_Task_: Pull out every line in the entries below that contains the word "boot".

_Data shown_:
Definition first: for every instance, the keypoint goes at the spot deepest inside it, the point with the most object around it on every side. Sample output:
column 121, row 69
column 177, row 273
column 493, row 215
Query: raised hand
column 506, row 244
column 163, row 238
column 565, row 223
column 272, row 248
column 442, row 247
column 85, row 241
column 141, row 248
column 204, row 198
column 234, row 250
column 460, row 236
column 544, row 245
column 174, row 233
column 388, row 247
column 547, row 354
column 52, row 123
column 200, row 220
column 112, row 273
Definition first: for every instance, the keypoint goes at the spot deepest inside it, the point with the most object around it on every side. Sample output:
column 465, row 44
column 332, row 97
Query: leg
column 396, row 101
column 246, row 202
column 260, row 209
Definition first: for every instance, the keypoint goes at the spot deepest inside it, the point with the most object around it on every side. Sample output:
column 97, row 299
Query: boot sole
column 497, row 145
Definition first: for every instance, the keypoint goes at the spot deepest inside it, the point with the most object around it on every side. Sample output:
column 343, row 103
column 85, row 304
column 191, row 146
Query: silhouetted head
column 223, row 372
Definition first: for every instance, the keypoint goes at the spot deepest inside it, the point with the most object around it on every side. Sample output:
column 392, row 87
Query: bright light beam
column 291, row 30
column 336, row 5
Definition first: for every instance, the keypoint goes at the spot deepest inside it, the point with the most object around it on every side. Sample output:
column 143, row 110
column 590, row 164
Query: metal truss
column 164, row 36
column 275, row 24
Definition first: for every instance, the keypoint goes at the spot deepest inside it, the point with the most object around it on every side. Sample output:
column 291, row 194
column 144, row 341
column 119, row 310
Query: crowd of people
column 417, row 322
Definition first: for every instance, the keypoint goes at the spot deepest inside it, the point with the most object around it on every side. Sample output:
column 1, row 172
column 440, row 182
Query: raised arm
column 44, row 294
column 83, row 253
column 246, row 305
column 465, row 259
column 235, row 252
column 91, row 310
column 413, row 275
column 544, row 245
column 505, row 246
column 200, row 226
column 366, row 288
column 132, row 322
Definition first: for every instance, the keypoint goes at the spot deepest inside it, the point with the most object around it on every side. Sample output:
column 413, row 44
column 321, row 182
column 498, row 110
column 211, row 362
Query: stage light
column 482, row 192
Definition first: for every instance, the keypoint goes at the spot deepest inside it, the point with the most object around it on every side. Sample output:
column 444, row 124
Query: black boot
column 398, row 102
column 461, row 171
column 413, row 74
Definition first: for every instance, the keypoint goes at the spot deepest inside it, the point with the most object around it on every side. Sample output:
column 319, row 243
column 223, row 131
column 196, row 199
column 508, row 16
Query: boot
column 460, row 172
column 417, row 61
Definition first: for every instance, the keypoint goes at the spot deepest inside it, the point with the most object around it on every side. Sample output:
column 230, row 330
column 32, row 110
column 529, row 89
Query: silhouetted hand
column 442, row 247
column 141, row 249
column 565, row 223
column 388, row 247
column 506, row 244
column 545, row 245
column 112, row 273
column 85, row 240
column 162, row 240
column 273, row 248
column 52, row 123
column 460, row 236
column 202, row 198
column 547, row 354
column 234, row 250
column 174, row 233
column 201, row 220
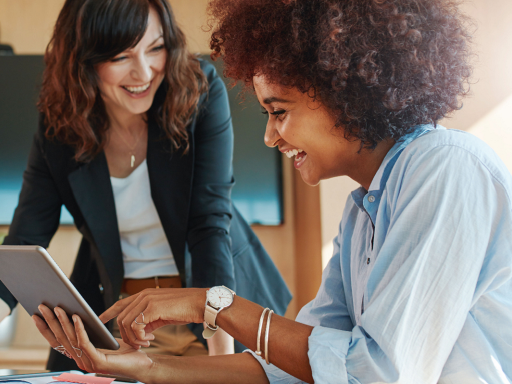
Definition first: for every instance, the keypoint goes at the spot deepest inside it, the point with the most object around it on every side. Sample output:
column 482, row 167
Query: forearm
column 287, row 341
column 239, row 368
column 221, row 344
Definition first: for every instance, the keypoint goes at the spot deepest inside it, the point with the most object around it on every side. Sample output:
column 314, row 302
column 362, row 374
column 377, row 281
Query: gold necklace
column 132, row 149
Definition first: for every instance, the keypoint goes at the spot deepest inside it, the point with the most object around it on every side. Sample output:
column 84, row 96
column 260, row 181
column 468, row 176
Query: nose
column 142, row 69
column 271, row 134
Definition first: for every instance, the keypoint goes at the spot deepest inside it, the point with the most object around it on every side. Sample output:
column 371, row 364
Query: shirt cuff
column 327, row 355
column 274, row 374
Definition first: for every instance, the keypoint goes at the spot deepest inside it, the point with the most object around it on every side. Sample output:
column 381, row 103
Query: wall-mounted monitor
column 258, row 189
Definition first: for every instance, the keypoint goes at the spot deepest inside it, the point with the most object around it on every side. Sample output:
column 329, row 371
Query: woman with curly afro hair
column 418, row 288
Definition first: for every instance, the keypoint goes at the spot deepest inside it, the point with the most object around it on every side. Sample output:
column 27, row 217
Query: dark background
column 258, row 189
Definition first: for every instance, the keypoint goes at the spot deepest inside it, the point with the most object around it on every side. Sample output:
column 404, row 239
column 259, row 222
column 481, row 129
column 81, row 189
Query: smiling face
column 303, row 128
column 129, row 81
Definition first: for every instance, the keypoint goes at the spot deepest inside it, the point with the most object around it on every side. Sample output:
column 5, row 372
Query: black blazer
column 210, row 241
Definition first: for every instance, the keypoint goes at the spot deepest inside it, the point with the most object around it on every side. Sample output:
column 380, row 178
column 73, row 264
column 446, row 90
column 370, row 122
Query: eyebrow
column 270, row 100
column 154, row 41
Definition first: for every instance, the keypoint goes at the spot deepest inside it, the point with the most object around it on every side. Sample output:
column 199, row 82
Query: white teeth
column 293, row 152
column 140, row 89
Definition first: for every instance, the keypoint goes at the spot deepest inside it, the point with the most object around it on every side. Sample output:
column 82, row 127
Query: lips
column 137, row 89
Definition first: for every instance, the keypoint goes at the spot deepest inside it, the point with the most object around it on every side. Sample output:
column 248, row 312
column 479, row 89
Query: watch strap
column 210, row 315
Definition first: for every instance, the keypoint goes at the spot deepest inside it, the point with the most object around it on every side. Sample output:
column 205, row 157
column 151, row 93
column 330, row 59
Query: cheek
column 160, row 63
column 109, row 77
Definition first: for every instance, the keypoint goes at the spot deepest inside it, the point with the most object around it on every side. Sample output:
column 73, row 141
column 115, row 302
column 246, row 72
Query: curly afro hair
column 380, row 66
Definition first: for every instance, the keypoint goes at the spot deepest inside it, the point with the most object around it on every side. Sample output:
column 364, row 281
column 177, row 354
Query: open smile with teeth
column 136, row 90
column 293, row 152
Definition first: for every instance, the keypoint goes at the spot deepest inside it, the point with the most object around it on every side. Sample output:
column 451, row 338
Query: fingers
column 59, row 334
column 42, row 327
column 117, row 308
column 91, row 357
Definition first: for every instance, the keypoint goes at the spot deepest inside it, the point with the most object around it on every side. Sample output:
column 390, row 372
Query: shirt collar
column 369, row 200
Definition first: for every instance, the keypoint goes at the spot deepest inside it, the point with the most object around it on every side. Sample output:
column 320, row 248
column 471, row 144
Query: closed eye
column 158, row 48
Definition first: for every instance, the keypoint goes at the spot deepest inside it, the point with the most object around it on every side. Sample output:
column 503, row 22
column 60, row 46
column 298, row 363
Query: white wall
column 487, row 112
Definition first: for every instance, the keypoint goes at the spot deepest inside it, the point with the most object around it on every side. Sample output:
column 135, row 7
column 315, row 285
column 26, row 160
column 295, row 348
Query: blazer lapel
column 93, row 192
column 170, row 177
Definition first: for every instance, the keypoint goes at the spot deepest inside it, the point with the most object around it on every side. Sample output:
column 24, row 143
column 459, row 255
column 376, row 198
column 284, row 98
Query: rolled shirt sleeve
column 439, row 253
column 446, row 218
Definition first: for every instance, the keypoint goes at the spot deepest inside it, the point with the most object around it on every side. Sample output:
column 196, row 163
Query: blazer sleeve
column 37, row 215
column 210, row 215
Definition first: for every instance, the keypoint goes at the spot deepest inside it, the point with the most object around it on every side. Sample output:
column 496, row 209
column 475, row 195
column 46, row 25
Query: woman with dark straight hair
column 135, row 140
column 418, row 289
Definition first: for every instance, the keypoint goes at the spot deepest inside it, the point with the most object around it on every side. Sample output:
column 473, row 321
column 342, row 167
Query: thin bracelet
column 266, row 336
column 258, row 350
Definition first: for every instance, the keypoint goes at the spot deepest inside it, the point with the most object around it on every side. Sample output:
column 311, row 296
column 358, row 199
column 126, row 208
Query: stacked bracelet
column 258, row 340
column 266, row 335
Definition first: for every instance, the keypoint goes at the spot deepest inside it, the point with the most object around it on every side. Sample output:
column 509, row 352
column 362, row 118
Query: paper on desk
column 83, row 379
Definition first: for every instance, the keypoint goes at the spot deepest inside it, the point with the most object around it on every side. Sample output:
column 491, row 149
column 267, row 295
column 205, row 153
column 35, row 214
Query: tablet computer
column 33, row 277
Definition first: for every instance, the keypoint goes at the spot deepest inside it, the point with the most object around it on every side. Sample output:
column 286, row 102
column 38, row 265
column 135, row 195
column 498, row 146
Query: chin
column 310, row 179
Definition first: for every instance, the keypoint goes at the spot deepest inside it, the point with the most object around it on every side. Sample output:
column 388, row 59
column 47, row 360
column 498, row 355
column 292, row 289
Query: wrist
column 200, row 304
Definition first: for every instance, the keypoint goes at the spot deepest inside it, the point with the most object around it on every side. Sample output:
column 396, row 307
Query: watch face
column 220, row 297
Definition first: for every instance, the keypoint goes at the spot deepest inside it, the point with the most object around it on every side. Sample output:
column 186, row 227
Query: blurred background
column 301, row 241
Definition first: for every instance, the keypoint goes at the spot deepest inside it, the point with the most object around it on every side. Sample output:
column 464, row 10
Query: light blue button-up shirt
column 419, row 288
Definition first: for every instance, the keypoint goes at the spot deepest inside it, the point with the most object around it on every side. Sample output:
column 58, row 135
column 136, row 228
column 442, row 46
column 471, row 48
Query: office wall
column 485, row 113
column 28, row 24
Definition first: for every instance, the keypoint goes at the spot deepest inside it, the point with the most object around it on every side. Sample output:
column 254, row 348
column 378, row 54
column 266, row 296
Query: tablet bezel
column 11, row 273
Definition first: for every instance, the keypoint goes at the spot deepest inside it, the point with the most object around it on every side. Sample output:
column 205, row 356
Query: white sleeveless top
column 146, row 251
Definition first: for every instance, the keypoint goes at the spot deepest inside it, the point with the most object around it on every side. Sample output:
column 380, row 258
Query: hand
column 159, row 307
column 4, row 310
column 126, row 361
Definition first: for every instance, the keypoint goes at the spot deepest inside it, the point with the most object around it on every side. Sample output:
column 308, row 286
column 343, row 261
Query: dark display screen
column 258, row 189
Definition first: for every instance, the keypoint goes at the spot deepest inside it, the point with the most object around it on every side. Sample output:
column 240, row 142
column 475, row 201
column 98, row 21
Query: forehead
column 266, row 91
column 154, row 24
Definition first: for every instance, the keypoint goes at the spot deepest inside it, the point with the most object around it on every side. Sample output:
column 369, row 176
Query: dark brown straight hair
column 91, row 32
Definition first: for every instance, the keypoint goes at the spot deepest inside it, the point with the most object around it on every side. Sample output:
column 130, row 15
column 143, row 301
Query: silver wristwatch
column 217, row 298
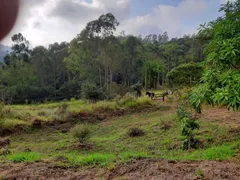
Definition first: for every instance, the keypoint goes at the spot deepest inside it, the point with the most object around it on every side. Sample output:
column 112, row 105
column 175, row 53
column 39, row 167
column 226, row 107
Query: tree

_Solution_:
Query: boot sole
Query: black boot
Query: boot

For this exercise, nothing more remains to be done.